TEXTO ESCOLHIDO:
OAB: história da Amazônia não pode continuar sendo escrita com sangue


(Arte do site 'adscreative.wordpress.com - Greenpeace / Meia Amazônia Não!')

(Arte do blog 'cinepovo' - Chico Mendes - O Preço da Floresta (2008))



(Missionária Americana Dorothy Mae Stang - Blog 'Os Prodígios' - por Rogério Ribeiro)



Vista aérea de protesto contra a devastação da Amazônia, na abertura do Fórum Social Mundial em Belém, no Pará. O jornal The New York Times destaca a iniciativa do governo brasileiro de impedir a ação de latifundiários e grandes fazendeiros na Amazônia paraense (BOL Notícias - 01/2010)


Ophir Cavalcante
Presidente Nacional da OAB

Felipe Milanez/Terra Magazine
Os extratitivistas José Cláudio Ribeiro da Silva e Maria do Espírito Santo da Silva (24/05/2011)


Felipe Milanez/Terra Magazine


Felipe Milanez/Terra Magazine



Adelino Ramos, o Dinho, denunciou que sofria ameaças ao ouvidor agrário nacional, Gercino Silva, em julho do ano passado - site 'amazoniadagente'


"Lamentavelmente, eles são novos personagens de uma história que continua a ser escrita com sangue na Amazônia e que precisa ter um fim"
(Ophir Cavalcante)

"A situação de paralisia e descaso das autoridades federais e estaduais, diante dessa grave questão, praticamente em nada mudou com o passar de todos esses anos"
(Ophir Cavalcante)

LINHAS FORNECIDAS:

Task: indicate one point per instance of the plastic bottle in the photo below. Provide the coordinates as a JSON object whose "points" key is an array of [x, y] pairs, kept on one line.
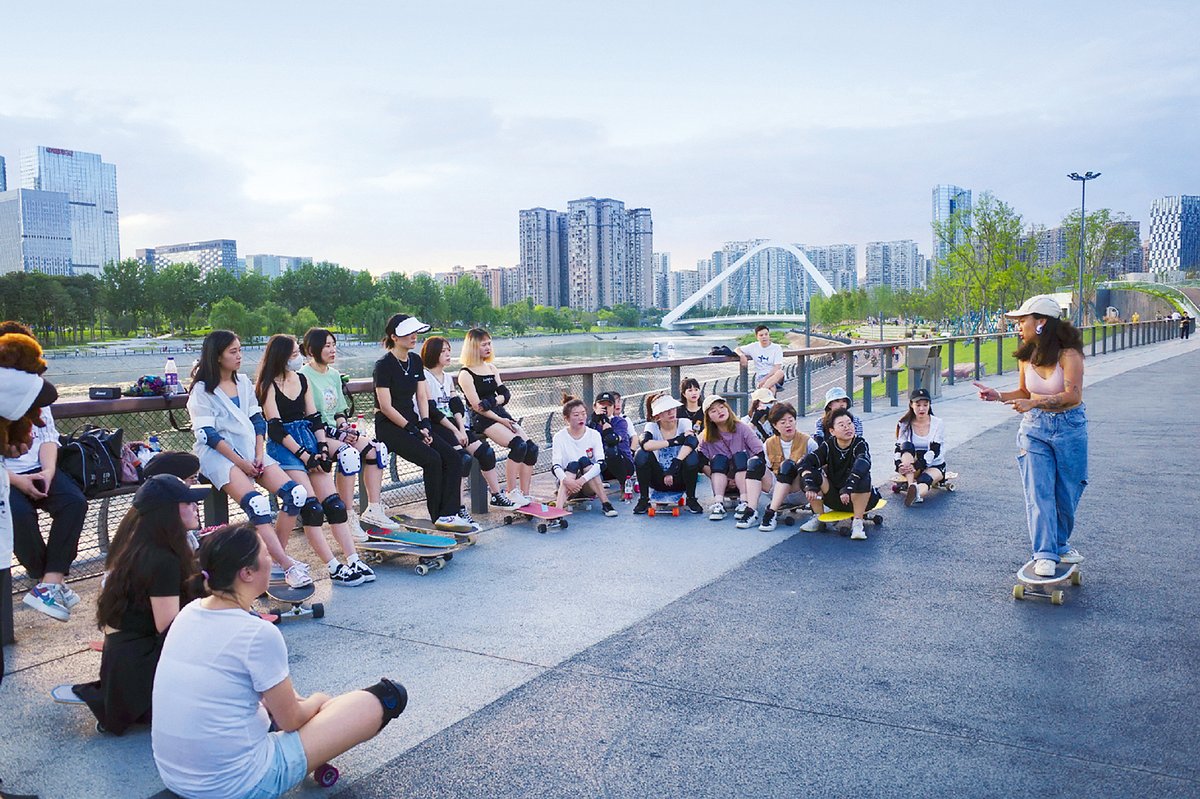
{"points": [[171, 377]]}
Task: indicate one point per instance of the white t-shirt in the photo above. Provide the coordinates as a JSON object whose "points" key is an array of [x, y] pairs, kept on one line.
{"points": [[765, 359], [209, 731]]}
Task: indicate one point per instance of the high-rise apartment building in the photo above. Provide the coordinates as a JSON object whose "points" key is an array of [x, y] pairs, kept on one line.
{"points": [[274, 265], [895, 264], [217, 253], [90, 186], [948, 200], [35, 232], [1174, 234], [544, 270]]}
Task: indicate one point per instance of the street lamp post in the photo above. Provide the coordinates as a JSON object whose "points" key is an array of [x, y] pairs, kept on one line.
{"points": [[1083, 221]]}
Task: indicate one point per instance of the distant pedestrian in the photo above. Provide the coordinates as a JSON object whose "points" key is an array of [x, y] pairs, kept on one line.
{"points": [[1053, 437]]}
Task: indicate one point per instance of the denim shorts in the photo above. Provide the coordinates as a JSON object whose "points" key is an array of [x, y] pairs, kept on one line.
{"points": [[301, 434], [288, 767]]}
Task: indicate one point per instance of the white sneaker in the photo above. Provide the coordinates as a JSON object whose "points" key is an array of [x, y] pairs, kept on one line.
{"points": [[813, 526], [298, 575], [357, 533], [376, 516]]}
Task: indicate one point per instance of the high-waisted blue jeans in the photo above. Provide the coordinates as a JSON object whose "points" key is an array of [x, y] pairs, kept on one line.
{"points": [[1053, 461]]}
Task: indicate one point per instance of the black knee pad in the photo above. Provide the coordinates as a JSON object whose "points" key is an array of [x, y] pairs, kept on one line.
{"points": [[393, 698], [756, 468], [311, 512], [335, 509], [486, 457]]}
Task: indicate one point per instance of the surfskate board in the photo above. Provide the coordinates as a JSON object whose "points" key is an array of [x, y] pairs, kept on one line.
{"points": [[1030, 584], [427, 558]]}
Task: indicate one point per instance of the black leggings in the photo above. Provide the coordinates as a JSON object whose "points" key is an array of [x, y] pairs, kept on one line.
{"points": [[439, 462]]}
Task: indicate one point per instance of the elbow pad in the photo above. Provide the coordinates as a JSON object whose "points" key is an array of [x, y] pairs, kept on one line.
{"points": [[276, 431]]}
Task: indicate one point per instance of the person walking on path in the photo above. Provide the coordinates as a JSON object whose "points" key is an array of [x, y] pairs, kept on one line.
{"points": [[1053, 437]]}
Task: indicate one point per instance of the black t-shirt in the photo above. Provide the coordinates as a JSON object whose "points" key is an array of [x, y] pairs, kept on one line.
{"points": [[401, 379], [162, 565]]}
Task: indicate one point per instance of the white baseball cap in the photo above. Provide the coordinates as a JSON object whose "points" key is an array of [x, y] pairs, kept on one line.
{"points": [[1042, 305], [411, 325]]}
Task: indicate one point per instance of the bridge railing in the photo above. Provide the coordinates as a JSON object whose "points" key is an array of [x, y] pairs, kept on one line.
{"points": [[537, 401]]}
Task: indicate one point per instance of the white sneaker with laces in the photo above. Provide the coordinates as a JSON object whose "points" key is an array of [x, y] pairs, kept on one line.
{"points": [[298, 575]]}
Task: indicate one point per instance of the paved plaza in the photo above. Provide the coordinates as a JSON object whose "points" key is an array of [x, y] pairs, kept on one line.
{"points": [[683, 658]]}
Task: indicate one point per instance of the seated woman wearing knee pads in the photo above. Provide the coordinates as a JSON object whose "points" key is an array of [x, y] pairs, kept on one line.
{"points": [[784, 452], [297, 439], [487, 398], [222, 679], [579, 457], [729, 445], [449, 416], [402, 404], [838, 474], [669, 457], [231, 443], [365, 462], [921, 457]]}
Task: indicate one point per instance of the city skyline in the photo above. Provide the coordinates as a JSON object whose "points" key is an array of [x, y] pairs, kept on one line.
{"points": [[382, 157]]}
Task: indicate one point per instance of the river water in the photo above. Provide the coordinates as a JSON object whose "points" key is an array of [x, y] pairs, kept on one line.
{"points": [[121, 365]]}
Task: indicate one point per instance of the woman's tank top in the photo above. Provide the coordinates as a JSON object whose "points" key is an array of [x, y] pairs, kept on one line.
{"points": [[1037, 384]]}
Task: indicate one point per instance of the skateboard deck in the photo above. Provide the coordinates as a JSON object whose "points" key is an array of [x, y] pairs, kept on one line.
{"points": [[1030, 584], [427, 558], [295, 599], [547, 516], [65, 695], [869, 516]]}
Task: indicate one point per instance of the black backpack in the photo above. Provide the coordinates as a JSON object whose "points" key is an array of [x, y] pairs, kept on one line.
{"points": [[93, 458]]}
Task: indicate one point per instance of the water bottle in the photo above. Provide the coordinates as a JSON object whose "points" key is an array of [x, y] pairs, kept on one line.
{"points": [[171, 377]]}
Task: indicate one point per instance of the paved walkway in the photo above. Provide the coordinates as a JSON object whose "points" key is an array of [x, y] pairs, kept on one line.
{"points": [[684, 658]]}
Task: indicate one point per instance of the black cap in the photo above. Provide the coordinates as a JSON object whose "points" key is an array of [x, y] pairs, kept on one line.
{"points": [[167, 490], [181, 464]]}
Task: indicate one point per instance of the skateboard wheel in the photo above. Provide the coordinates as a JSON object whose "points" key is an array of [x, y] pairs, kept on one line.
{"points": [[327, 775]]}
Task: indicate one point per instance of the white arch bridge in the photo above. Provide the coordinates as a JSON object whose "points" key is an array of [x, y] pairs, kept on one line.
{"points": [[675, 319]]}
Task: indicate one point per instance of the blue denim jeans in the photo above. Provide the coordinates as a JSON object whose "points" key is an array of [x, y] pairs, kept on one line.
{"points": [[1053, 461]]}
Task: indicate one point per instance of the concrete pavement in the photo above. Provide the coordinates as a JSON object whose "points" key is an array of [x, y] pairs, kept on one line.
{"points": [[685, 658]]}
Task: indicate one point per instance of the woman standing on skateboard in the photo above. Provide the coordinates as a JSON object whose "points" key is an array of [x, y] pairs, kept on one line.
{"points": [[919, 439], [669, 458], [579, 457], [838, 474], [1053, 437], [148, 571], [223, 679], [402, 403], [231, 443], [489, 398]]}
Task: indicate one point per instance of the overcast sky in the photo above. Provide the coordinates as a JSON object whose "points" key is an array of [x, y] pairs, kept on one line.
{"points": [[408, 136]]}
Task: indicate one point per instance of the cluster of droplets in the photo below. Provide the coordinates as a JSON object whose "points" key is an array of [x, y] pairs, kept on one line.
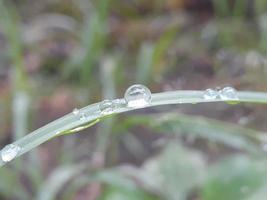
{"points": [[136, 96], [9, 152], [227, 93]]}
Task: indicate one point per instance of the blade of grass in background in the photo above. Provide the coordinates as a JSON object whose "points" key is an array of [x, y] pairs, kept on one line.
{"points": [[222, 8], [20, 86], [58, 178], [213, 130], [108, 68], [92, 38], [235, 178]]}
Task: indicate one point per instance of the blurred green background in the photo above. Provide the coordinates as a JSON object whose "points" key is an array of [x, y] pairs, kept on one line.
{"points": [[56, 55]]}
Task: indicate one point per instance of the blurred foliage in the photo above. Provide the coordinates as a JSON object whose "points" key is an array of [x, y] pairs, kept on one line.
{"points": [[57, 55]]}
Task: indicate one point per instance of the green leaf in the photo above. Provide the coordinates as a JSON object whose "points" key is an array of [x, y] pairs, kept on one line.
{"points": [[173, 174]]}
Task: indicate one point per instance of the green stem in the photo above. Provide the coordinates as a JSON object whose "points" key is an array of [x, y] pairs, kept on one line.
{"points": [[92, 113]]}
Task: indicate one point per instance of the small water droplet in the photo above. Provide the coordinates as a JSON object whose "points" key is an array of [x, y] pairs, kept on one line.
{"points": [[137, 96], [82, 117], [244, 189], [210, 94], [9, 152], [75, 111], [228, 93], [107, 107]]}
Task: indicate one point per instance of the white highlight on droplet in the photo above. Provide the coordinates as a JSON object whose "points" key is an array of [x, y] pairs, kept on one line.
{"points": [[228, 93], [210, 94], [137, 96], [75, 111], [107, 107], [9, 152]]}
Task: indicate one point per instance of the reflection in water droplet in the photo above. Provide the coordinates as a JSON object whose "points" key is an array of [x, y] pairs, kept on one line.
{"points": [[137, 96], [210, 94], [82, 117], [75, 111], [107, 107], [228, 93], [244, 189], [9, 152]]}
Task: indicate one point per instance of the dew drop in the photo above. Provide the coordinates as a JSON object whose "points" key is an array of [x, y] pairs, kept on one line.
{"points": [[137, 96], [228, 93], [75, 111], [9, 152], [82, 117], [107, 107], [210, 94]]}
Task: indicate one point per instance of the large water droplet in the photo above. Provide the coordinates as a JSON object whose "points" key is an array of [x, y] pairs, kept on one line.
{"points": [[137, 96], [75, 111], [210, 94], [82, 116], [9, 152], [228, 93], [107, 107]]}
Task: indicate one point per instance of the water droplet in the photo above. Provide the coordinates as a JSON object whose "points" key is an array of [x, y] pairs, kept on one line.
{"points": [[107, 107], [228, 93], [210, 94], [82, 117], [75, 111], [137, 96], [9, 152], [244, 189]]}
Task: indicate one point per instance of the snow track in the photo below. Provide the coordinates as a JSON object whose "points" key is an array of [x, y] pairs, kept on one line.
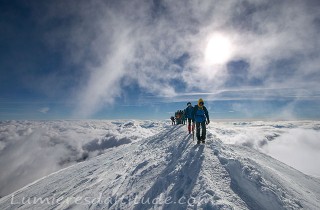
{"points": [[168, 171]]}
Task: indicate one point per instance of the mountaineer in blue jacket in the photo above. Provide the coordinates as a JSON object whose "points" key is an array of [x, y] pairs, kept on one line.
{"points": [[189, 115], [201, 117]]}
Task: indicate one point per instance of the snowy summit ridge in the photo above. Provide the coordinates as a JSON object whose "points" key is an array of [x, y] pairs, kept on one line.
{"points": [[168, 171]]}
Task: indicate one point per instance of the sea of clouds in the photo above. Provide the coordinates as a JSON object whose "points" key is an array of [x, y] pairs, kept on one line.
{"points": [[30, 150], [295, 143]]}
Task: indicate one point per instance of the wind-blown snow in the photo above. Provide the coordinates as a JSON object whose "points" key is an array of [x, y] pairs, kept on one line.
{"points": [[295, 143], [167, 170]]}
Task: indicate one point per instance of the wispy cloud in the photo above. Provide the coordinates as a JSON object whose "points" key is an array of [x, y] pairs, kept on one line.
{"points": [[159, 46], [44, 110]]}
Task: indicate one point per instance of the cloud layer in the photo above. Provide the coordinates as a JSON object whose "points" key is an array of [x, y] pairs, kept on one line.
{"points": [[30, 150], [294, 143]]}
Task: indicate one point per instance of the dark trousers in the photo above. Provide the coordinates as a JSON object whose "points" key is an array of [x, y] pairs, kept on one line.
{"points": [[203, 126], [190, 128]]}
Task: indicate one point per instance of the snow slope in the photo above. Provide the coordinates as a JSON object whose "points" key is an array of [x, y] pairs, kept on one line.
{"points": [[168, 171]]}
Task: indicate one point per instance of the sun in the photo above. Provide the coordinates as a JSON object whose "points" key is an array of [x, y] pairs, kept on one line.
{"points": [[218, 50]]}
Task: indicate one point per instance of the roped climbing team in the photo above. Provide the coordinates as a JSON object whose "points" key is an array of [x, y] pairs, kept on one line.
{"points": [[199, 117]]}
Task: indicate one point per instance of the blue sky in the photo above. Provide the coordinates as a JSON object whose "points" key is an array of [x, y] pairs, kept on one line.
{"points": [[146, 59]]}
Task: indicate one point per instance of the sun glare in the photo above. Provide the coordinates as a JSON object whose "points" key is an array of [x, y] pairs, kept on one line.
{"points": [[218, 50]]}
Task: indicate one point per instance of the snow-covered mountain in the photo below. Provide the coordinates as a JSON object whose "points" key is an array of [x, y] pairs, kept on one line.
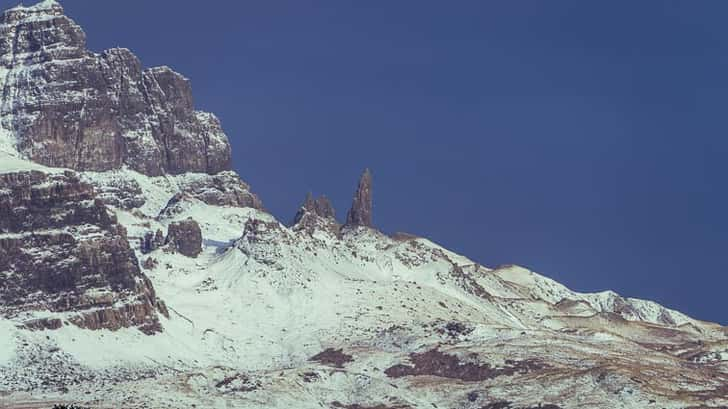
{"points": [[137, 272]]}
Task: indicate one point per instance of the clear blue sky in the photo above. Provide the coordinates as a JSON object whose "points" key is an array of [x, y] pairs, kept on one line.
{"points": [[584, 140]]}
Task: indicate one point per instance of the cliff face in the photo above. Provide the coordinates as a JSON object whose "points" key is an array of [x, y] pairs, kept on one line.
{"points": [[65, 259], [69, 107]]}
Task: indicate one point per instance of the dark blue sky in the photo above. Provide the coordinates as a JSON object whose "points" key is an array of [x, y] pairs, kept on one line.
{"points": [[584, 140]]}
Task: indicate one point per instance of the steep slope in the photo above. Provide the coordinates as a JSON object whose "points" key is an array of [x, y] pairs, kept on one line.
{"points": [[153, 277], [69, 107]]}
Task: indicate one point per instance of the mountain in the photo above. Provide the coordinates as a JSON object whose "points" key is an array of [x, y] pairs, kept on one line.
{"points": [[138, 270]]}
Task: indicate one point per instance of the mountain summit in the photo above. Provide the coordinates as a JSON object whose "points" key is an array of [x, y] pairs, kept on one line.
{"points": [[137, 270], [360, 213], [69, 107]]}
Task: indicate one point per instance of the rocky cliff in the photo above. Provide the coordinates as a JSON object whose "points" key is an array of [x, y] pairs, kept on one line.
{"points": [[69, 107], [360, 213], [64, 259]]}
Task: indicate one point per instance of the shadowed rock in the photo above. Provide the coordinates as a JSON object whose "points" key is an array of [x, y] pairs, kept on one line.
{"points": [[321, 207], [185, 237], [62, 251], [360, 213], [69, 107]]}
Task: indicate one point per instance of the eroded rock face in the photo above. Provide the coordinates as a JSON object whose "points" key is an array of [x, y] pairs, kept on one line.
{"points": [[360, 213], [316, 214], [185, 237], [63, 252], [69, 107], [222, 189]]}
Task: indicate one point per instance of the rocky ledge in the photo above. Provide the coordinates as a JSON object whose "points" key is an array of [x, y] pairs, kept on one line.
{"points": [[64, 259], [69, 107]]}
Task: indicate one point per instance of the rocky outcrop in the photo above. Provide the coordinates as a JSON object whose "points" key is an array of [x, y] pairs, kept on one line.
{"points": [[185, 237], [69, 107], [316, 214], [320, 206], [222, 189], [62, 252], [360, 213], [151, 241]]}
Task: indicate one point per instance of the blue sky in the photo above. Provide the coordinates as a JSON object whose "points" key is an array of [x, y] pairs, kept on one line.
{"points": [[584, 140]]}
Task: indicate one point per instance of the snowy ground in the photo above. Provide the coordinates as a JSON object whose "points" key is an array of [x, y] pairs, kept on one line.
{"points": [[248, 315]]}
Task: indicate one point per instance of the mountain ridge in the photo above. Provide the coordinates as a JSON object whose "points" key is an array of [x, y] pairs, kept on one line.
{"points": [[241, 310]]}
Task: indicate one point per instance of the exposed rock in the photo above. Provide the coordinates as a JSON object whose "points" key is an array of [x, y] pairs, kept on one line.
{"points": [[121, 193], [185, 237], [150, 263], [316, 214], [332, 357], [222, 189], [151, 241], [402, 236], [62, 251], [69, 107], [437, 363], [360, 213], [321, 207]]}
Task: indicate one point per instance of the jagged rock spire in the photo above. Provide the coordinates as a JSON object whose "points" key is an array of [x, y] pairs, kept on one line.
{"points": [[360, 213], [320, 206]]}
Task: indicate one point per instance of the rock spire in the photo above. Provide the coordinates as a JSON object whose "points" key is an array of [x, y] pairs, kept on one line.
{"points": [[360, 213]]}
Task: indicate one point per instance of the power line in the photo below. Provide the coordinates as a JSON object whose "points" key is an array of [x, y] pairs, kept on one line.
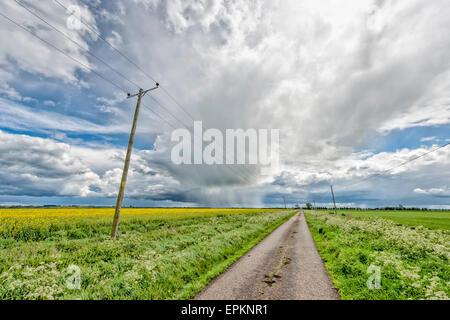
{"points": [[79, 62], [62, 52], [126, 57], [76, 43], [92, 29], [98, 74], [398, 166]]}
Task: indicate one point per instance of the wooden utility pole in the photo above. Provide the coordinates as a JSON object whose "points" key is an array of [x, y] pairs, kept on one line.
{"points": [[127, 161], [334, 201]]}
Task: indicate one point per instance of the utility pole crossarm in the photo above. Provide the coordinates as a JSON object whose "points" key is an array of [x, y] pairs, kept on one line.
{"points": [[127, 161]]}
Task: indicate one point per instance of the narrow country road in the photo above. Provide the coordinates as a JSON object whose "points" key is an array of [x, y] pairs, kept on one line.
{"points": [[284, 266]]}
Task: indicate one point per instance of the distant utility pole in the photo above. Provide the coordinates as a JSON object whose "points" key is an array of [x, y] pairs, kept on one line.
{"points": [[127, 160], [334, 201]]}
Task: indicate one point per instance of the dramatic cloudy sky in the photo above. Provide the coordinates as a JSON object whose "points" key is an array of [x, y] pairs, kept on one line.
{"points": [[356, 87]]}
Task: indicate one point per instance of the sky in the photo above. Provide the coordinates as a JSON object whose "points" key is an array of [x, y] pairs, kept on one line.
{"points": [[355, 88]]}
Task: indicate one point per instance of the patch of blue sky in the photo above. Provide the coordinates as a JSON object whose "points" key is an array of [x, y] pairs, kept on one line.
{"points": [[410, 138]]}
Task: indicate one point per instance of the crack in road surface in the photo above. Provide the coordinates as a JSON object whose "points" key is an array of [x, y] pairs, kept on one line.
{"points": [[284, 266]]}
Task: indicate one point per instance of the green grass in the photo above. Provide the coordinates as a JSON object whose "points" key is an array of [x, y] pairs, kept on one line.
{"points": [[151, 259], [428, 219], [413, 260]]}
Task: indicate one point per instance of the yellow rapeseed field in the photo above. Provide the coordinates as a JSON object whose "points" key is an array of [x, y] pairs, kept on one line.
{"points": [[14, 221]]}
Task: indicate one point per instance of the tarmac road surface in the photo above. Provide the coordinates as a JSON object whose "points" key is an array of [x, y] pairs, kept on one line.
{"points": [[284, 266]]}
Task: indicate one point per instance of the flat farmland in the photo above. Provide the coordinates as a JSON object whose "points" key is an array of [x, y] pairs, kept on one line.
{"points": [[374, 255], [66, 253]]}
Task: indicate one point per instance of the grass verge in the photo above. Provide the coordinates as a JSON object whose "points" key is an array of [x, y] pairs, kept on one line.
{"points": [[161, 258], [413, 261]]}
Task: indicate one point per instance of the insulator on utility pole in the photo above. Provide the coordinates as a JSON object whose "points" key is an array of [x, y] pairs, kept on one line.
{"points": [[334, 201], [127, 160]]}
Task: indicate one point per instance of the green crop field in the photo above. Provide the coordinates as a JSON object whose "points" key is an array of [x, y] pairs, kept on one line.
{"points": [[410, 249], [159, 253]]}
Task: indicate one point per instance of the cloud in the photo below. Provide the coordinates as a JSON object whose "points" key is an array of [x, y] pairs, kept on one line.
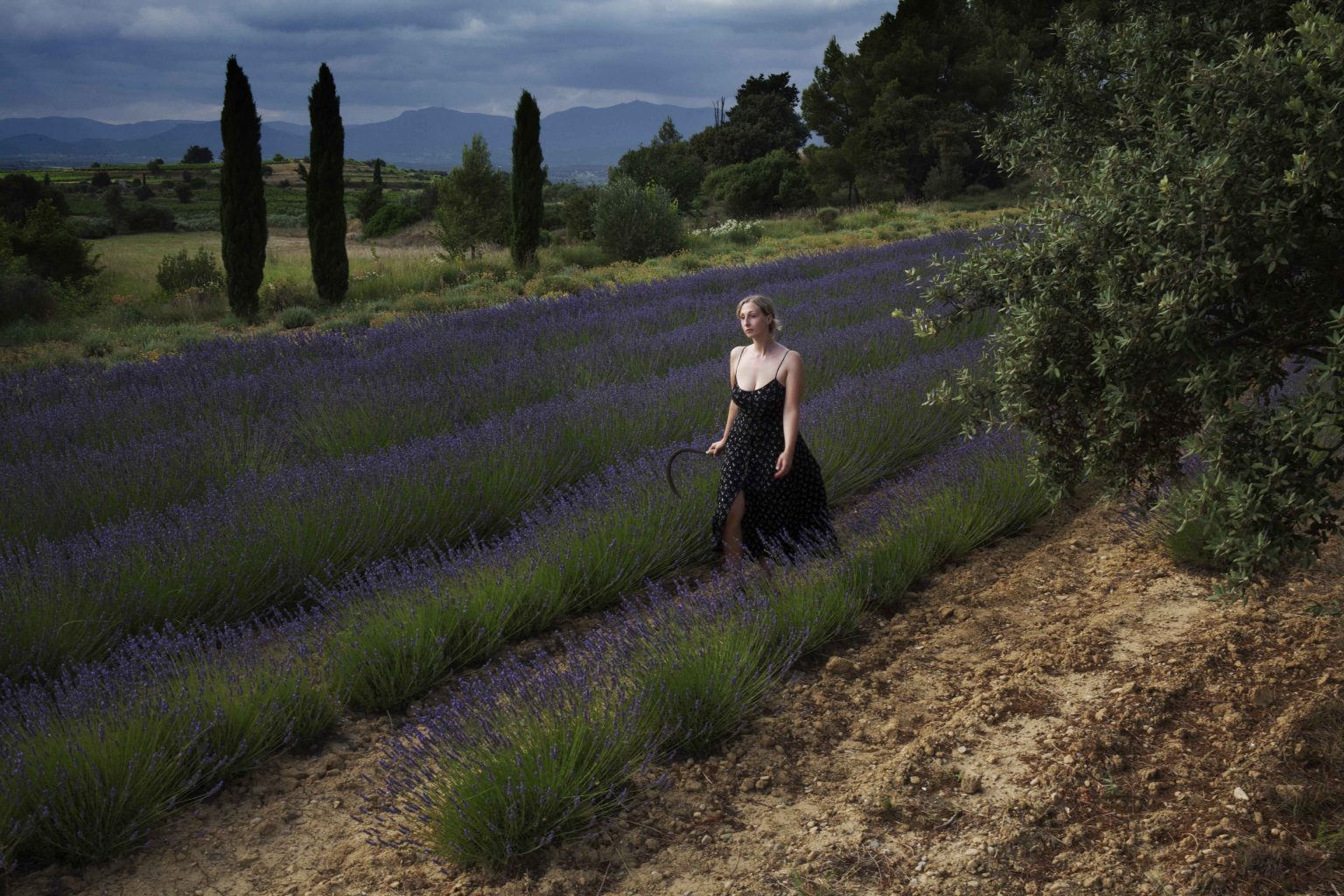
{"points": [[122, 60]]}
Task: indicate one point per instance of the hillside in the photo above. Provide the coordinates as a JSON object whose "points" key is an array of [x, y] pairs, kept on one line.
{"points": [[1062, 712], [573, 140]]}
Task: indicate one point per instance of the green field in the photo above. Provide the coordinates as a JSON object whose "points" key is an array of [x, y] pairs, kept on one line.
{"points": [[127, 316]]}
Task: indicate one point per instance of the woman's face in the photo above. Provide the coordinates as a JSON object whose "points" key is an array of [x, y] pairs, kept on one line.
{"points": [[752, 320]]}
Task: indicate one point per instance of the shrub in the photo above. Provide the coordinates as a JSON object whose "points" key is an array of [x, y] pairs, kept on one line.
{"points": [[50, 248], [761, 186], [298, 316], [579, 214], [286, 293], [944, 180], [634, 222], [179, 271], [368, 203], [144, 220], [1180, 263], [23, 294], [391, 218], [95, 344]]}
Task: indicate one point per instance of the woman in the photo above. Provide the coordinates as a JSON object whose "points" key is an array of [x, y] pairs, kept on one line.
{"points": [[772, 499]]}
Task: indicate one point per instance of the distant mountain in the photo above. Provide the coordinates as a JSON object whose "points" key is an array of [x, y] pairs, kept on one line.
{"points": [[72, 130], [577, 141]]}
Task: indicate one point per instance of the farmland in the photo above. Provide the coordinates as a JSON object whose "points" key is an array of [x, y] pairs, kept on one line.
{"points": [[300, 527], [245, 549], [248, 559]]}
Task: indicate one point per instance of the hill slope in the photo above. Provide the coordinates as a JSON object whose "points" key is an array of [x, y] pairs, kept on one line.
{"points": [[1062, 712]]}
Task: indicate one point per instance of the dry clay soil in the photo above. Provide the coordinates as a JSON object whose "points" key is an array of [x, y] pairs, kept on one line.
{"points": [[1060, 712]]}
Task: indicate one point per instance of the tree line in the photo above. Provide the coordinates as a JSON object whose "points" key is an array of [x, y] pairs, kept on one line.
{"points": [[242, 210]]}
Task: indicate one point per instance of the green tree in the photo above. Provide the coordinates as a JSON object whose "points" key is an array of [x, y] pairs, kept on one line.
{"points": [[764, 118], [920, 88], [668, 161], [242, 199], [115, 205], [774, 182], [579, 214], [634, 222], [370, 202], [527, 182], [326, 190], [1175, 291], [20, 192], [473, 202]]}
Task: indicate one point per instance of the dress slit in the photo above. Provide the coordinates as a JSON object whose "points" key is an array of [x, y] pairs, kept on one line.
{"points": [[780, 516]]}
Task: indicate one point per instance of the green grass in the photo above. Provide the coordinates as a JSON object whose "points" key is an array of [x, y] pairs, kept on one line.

O QUE FAZER:
(1) No texto sobre a violência na Amazônia, quais nomes de sites e blogs aparecem entre aspas simples? Liste todos.
(2) Segundo o texto sobre a violência na Amazônia, a quem Adelino Ramos, o Dinho, contou que sofria ameaças?
(3) Retome o texto sobre a violência na Amazônia logo depois da última fala de Ophir Cavalcante.

RESPOSTAS:
(1)
- adscreative.wordpress.com - Greenpeace / Meia Amazônia Não!
- cinepovo
- Os Prodígios
- amazoniadagente

(2) Ao ouvidor agrário nacional, Gercino Silva.

(3)
Reforma agrária não é só dar terra. Não só este governo agora, mas também o passado, tem sido pródigo em dar lotes para assentamentos rurais. Mas adianta dar lotes sem estrutura, sem que se garanta o escoamento da produção? Sem garantir que as estradas por onde ocorra esse escoamento funcionem? Digo isso porque, na Transamazônica, se leva cinco horas ou até dias para percorrer 80 quilômetros em época de chuva. Não há, portanto, infra-estrutura. Enquanto não houver um olhar macro para tudo isso, teremos mais mortes e continuaremos correndo atrás para justificar, internacionalmente, que o Brasil se preocupa com os direitos humanos. E a história se repete, já que de Dorothy para cá, nada mudou. Eu desafio os governos federal e do Pará a mostrar o que mudou naquela região em termos de condições de vida para as pessoas e de dignidade, desde a morte de Dorothy Stang. O que temos é mais desmatamento, mais comércio de madeira ilegal e operações episódicas do governo federal no que toca a esse combate. Vamos continuar a ter mortes no Pará. Outras virão.
(Ophir Cavalcante)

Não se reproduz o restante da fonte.